==== DATA EXTRACT ====

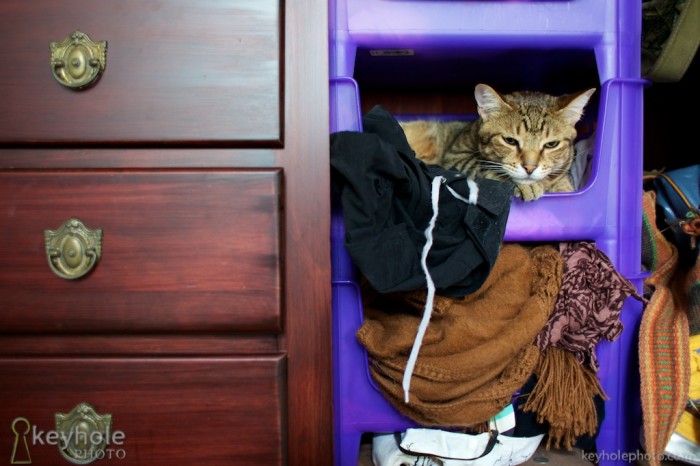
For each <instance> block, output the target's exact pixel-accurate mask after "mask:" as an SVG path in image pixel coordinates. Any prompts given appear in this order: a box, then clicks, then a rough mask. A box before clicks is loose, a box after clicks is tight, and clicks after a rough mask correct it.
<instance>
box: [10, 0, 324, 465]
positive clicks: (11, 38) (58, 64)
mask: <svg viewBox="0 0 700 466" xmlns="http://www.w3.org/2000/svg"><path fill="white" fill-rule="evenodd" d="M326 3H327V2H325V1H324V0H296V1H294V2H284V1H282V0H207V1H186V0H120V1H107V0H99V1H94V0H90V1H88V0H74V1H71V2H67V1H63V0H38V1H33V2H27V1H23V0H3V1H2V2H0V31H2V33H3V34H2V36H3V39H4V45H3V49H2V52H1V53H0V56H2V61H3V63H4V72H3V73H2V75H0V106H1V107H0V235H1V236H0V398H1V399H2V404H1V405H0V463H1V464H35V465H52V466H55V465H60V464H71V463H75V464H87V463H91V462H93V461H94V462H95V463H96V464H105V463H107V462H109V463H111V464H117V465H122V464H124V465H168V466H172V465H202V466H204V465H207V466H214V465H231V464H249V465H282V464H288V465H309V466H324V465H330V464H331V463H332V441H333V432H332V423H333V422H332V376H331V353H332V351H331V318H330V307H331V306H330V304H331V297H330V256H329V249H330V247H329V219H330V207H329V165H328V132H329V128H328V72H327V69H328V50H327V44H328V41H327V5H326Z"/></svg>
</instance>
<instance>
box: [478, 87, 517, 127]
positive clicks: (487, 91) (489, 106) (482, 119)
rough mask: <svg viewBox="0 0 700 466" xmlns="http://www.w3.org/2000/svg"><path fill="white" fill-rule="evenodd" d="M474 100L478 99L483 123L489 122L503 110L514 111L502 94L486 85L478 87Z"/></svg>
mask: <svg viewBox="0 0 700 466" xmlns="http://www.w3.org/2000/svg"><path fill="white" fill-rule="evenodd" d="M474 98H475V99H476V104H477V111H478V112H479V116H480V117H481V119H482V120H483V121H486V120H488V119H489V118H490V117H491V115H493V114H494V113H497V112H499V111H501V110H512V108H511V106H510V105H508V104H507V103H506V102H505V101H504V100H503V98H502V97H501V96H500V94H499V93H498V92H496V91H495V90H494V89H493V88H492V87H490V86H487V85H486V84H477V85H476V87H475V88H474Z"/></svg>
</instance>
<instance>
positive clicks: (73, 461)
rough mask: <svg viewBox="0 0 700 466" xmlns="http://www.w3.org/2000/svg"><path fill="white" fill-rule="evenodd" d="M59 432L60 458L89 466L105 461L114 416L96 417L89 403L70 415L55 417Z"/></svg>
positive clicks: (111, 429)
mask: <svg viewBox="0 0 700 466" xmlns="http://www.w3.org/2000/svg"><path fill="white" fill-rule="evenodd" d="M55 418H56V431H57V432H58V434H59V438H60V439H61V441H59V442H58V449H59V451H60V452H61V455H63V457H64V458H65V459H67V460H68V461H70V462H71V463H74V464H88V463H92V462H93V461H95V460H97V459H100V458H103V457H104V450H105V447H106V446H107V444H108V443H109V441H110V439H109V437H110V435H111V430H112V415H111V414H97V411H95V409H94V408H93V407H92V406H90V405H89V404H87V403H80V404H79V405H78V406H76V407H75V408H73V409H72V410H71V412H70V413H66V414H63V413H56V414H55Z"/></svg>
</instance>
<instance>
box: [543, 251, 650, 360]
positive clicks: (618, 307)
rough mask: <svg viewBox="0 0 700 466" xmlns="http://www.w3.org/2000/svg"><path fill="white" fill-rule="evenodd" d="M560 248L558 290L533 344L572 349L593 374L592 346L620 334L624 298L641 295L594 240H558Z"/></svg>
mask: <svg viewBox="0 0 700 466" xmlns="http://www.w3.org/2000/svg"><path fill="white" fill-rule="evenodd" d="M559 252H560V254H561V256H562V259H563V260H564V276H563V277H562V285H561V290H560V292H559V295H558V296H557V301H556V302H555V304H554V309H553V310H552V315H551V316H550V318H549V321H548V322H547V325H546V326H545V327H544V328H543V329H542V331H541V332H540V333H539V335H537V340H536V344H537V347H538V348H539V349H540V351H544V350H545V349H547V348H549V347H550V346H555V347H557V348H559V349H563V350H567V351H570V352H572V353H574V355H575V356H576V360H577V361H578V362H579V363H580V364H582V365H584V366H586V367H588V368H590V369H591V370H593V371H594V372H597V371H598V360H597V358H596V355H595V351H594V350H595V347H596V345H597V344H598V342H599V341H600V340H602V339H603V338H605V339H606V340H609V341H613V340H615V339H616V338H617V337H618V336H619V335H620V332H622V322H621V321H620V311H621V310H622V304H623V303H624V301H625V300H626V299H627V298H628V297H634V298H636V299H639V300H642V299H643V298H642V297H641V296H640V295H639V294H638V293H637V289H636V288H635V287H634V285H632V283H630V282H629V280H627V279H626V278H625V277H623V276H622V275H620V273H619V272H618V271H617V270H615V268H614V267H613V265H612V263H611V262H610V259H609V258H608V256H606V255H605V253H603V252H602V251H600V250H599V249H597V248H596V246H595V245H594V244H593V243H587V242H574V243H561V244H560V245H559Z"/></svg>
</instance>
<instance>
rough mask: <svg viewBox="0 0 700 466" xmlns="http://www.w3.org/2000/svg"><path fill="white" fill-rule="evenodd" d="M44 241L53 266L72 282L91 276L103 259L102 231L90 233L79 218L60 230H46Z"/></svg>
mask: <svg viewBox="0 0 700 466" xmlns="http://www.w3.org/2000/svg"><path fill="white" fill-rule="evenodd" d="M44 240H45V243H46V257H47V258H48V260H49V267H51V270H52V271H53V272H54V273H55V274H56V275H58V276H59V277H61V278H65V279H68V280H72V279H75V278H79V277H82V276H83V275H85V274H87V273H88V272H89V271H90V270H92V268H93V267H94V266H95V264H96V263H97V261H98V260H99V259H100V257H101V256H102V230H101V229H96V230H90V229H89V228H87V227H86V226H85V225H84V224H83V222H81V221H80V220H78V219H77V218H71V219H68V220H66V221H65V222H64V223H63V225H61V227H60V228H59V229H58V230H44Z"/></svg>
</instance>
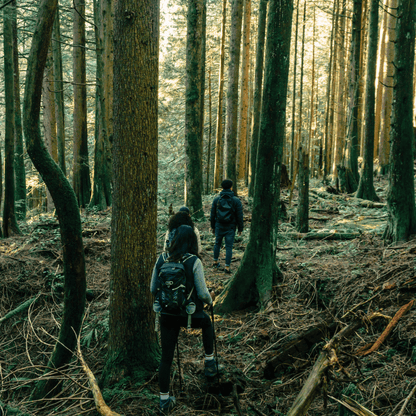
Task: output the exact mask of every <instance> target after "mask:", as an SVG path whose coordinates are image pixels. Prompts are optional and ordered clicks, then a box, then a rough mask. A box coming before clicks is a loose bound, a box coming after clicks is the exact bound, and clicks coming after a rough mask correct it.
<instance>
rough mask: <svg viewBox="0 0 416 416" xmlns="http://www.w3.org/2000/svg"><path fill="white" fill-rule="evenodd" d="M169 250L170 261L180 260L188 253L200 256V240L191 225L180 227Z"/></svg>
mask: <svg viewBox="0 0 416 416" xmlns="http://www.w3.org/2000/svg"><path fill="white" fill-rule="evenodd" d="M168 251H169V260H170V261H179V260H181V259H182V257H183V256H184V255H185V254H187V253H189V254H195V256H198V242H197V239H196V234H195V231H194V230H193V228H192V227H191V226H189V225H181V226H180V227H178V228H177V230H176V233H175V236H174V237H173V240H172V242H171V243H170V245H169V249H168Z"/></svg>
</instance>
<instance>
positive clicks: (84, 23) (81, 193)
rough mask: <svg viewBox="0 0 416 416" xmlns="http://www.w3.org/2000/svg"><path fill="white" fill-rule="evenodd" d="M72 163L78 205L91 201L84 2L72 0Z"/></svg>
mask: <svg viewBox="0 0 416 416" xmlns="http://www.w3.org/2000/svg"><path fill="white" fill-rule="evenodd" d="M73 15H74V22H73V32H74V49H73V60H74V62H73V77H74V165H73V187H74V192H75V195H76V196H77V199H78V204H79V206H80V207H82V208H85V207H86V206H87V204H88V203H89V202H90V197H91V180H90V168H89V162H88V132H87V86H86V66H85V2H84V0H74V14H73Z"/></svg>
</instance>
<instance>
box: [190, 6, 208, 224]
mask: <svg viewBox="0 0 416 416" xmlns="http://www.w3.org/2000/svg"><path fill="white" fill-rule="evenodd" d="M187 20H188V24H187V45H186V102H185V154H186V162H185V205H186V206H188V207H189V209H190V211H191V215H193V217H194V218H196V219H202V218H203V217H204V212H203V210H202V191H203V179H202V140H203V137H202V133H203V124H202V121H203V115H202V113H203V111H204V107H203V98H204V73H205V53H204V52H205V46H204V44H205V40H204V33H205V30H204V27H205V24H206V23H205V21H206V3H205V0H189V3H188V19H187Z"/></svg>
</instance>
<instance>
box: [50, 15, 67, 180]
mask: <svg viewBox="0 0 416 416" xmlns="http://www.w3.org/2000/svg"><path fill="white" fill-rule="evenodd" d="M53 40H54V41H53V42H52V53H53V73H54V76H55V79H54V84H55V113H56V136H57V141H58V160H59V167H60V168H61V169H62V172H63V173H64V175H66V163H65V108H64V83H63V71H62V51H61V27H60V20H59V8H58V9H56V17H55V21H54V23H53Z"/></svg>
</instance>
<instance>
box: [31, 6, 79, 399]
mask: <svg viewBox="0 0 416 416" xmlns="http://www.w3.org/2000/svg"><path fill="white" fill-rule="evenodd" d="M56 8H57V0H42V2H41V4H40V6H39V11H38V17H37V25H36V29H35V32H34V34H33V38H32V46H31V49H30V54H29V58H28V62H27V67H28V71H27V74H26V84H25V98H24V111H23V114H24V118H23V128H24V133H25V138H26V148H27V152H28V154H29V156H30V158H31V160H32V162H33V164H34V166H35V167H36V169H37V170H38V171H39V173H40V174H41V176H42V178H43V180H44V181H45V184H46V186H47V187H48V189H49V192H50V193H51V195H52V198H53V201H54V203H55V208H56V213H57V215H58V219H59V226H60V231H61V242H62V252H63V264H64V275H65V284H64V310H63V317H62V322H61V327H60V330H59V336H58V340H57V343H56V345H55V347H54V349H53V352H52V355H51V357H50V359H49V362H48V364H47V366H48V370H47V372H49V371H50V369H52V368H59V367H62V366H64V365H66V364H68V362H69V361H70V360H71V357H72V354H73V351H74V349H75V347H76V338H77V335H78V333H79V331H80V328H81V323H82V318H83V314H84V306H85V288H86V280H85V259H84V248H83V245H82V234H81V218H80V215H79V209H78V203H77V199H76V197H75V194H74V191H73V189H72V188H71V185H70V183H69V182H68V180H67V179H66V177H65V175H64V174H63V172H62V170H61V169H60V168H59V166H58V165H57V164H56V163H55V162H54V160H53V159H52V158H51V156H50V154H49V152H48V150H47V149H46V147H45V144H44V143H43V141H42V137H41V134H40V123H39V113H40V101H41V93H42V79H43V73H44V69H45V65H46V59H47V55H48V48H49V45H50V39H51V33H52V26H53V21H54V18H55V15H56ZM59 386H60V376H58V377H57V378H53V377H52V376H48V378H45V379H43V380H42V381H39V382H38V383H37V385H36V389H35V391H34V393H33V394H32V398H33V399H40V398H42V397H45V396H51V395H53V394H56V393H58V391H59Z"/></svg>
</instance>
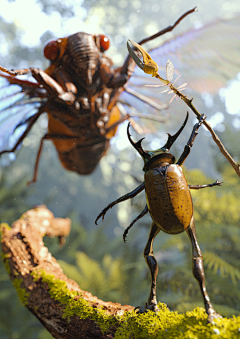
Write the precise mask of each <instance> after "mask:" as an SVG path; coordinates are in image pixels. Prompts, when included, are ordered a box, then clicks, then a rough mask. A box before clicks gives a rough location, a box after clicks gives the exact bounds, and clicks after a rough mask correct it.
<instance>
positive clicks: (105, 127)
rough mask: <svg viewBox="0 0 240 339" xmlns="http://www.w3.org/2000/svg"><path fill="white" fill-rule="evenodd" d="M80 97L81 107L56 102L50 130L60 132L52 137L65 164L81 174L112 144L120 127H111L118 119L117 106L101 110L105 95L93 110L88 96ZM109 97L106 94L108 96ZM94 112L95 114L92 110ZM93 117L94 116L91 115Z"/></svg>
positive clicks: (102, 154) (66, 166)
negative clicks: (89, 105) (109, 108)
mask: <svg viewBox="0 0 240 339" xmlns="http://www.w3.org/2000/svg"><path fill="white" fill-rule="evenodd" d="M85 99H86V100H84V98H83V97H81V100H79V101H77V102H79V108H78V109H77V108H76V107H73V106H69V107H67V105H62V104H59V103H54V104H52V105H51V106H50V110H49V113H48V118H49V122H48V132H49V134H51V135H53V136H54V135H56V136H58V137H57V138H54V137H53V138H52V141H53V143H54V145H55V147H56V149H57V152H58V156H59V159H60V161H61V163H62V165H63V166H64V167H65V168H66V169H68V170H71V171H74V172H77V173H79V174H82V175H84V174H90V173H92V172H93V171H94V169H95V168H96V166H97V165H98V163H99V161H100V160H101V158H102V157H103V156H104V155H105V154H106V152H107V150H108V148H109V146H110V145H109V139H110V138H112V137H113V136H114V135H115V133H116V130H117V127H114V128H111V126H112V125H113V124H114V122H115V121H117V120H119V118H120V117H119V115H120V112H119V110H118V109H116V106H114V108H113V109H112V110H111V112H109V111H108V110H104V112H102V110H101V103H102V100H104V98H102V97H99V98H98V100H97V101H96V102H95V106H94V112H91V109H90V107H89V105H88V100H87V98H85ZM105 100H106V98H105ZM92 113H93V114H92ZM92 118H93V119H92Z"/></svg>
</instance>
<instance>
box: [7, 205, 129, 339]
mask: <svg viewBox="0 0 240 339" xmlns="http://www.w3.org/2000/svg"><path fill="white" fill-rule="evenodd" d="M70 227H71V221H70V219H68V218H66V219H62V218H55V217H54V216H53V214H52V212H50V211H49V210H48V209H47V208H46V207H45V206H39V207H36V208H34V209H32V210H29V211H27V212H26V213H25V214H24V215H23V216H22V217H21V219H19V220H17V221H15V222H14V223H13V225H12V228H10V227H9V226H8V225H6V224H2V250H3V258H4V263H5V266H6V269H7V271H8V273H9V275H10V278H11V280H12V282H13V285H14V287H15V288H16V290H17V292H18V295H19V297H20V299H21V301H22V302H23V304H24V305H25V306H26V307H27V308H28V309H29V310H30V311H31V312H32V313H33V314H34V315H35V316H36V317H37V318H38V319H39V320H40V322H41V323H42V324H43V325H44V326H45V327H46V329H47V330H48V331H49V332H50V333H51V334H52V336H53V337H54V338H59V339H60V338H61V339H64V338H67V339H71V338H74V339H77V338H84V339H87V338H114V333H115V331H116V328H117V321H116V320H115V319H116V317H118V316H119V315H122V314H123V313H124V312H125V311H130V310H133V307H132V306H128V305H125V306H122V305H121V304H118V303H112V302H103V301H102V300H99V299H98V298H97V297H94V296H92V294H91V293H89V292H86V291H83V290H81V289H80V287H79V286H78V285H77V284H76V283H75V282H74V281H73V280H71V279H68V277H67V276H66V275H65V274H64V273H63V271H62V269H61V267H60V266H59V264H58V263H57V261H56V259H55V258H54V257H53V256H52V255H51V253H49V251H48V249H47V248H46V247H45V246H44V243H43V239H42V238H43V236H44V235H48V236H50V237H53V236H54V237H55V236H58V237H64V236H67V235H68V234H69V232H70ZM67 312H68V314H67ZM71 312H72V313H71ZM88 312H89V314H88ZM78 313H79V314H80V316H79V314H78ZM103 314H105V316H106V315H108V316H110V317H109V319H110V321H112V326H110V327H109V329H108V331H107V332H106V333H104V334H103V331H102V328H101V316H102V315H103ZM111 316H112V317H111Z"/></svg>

====

- DIRECTIONS FOR THIS TASK -
Edit everything from the start of the entries down to the line containing "positive clicks: (11, 38) (58, 64)", replacing "clicks" with "points" and keeping all else the same. Leave the pictures out of your answer.

- ANSWER TO THIS PROBLEM -
For each <instance> block, output the target's exact pixel-accurate mask after "mask:" as an SVG path in image pixel coordinates. Any prompts given appear in this order: a box, then points, then a rough mask. A box before points is loose, a box after points is tight, and points after a rough mask correct it.
<instance>
box: [10, 0, 324, 465]
positive points: (11, 38) (58, 64)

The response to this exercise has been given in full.